GIVEN TASK: Copy everything from the row containing "Where can you see the black" down to the last of the rows below, including both ends and the requests. Multiply every point coordinate in the answers by 0.4 and round to whole numbers, with halves going up.
****************************************
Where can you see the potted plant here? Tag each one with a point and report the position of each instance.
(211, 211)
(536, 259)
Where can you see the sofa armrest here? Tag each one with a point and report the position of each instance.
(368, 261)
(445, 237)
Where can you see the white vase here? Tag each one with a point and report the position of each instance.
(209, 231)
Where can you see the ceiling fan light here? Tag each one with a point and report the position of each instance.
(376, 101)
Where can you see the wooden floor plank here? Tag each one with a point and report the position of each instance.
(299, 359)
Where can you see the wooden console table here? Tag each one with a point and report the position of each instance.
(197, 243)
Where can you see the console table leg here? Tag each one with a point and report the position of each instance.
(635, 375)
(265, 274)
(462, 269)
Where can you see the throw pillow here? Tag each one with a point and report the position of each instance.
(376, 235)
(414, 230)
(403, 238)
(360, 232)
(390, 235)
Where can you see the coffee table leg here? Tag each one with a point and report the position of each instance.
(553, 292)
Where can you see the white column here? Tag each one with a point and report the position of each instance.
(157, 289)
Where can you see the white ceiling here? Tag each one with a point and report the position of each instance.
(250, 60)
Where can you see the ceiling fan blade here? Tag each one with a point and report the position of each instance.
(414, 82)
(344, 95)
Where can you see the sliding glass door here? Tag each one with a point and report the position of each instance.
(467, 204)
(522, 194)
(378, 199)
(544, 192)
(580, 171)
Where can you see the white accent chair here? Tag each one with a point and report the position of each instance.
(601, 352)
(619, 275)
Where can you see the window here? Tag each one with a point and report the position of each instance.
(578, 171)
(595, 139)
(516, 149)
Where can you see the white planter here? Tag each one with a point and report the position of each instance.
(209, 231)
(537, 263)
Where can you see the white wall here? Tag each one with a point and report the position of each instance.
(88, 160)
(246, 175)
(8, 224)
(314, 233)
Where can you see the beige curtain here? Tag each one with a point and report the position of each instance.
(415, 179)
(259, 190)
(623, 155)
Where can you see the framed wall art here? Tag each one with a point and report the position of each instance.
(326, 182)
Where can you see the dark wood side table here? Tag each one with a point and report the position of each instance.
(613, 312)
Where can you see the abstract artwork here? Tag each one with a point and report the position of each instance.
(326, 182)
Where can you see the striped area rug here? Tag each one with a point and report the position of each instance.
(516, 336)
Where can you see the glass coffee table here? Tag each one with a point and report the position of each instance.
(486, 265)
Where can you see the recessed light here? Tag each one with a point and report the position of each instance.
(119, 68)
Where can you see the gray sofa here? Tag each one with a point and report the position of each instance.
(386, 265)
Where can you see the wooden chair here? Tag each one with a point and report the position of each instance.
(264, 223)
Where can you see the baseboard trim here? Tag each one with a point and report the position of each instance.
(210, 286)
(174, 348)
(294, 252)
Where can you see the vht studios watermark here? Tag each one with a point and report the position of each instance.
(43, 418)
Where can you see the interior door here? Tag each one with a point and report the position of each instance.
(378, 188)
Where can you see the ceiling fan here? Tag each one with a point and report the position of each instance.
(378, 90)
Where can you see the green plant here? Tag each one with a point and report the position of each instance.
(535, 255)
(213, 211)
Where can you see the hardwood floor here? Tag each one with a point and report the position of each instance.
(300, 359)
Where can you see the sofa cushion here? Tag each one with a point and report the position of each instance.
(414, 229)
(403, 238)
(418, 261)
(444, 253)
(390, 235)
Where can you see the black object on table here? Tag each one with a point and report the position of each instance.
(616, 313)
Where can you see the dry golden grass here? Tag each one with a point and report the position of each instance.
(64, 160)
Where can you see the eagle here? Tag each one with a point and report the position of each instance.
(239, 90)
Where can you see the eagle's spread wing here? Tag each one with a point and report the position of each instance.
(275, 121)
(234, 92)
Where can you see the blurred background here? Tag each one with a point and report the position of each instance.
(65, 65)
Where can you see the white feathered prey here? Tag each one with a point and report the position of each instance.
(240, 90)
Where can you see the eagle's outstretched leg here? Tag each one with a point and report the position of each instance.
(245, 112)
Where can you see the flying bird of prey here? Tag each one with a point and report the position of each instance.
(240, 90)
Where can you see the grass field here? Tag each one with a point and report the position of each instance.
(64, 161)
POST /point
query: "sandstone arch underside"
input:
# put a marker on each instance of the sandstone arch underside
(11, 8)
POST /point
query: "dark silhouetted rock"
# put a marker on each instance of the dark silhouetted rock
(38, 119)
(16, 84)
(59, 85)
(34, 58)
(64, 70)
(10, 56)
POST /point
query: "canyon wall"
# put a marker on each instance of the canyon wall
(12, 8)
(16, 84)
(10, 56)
****************************************
SOLUTION:
Where can you see the black object on table here? Tag each one with a point and report the position of each instance.
(246, 125)
Where can you see the dry golden grass here? Tag each one with a point and report the position of each instance.
(26, 64)
Where can you see the eagle here? Tag each one with a point and report the position of each instance.
(96, 36)
Where can you see the eagle's spread wing here? Tag each one with a point and report the position of each instance.
(110, 48)
(94, 37)
Where can you see the blurred background here? Tag each one with a point and report the position of each instance.
(26, 26)
Where can you see the white feathered prey here? Tag each one with a point and report the position of each instance.
(96, 36)
Where can you see the eagle's outstretched leg here? Tag each one with a point and report the position of each instance.
(98, 45)
Where can you see the flying bird of prey here? Tag each one with a point and report the position of each instance.
(96, 36)
Where can you see the grass field here? Tag each one with a point and report the position of each instance.
(26, 64)
POST /point
query: "sandstone arch underside"
input:
# put a marker on each instance of the sandstone arch underside
(4, 3)
POST /point
query: "dark silhouetted rock"
# put a marker on each instance of the dark silhouetted rock
(15, 48)
(6, 34)
(24, 34)
(14, 23)
(26, 28)
(4, 22)
POST /point
query: "canyon wall"
# put a marker on each instance of the canyon wall
(5, 3)
(6, 34)
(4, 22)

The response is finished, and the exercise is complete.